Work instructions
From the data below, keep only the lines that contain the string "print" and copy each one in full. Case counts when matching.

>> begin Information provided

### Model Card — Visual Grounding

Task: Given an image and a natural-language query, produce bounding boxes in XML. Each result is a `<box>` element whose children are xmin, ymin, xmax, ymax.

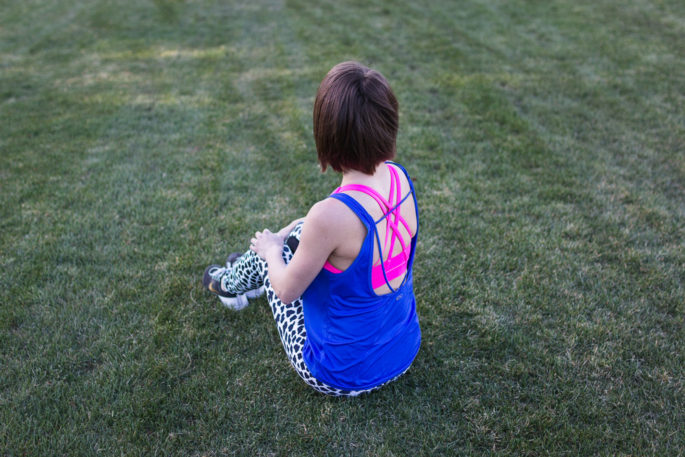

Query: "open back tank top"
<box><xmin>323</xmin><ymin>160</ymin><xmax>413</xmax><ymax>290</ymax></box>
<box><xmin>302</xmin><ymin>160</ymin><xmax>421</xmax><ymax>390</ymax></box>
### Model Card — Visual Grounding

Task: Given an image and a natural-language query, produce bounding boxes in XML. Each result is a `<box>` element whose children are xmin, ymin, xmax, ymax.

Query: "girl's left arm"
<box><xmin>250</xmin><ymin>200</ymin><xmax>340</xmax><ymax>303</ymax></box>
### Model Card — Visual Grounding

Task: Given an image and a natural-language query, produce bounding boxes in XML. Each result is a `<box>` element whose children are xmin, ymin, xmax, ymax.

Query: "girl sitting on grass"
<box><xmin>203</xmin><ymin>62</ymin><xmax>421</xmax><ymax>396</ymax></box>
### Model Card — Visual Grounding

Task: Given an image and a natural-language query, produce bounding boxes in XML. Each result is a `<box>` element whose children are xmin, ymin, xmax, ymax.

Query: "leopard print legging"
<box><xmin>221</xmin><ymin>223</ymin><xmax>404</xmax><ymax>397</ymax></box>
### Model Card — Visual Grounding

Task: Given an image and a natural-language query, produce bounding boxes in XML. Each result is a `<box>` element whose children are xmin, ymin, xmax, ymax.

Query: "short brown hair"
<box><xmin>314</xmin><ymin>62</ymin><xmax>398</xmax><ymax>174</ymax></box>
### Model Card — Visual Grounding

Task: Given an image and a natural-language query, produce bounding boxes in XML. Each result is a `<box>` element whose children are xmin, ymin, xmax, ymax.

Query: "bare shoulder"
<box><xmin>305</xmin><ymin>198</ymin><xmax>357</xmax><ymax>232</ymax></box>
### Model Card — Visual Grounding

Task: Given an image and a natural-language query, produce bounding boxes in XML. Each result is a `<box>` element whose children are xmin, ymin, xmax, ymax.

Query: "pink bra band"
<box><xmin>323</xmin><ymin>164</ymin><xmax>411</xmax><ymax>289</ymax></box>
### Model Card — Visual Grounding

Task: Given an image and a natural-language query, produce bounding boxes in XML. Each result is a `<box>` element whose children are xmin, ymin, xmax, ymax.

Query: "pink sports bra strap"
<box><xmin>324</xmin><ymin>164</ymin><xmax>411</xmax><ymax>289</ymax></box>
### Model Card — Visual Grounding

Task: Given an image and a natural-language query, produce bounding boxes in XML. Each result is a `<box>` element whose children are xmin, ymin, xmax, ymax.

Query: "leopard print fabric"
<box><xmin>221</xmin><ymin>223</ymin><xmax>404</xmax><ymax>397</ymax></box>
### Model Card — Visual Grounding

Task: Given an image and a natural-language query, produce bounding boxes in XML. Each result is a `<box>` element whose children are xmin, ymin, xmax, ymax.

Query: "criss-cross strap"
<box><xmin>324</xmin><ymin>163</ymin><xmax>413</xmax><ymax>291</ymax></box>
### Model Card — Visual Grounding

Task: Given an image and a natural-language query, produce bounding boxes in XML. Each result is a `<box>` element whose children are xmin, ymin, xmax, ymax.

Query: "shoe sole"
<box><xmin>217</xmin><ymin>286</ymin><xmax>264</xmax><ymax>311</ymax></box>
<box><xmin>217</xmin><ymin>295</ymin><xmax>248</xmax><ymax>311</ymax></box>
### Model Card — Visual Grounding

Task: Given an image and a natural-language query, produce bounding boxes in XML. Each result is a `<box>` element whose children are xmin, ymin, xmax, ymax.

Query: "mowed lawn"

>> end Information provided

Solution
Query: "leopard print legging"
Query: "leopard print fabric"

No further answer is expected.